## [SOURCE TEXT]
begin

Not able to convert spark dataframe to pandas from jupyternotebook

Question

I am trying to convert spark dataframe to pandas dataframe. However getting error.

Config for Spark Session

{
"conf": 
    {
        "spark.pyspark.python": "python", 
        "spark.pyspark.virtualenv.enabled": "true", 
        "spark.pyspark.virtualenv.type": "native", 
        "spark.pyspark.virtualenv.bin.path": "/usr/bin/virtualenv"
    }
}

Code

import os
os.environ['http_proxy'] = "http://10.10.10.1:443" 
os.environ['https_proxy'] = "http://10.10.10.1:443" 
sc.install_pypi_package("pandas")
del os.environ['http_proxy']
del os.environ['https_proxy']
some_df = sc.parallelize([
 ("A", "no"),
 ("B", "yes"),
 ("B", "yes"),
 ("B", "no")]
 ).toDF(["user_id", "phone_number"])

pandas_df = some_df.toPandas()

I am verifying that I can see pandas package before I run above code using following code.

sc.list_packages()

However it seems like when it runs the code it trying to install pandas on all the executor as well and that's when it fails.

Error

  Could not find a version that satisfies the requirement pandas (from versions: )

end

## [DESCRIPTION OF THE TASK]
Retype the part of the Spark-to-pandas post between "del os.environ['http_proxy']" and "sc.list_packages()", inclusive, with no changes.

## [INFORMATION SHOWN]
begin

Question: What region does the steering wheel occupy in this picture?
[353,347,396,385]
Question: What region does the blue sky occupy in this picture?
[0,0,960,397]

end

## [TASK RESPONSE]
del os.environ['http_proxy']
del os.environ['https_proxy']
some_df = sc.parallelize([
 ("A", "no"),
 ("B", "yes"),
 ("B", "yes"),
 ("B", "no")]
 ).toDF(["user_id", "phone_number"])

pandas_df = some_df.toPandas()

I am verifying that I can see pandas package before I run above code using following code.

sc.list_packages()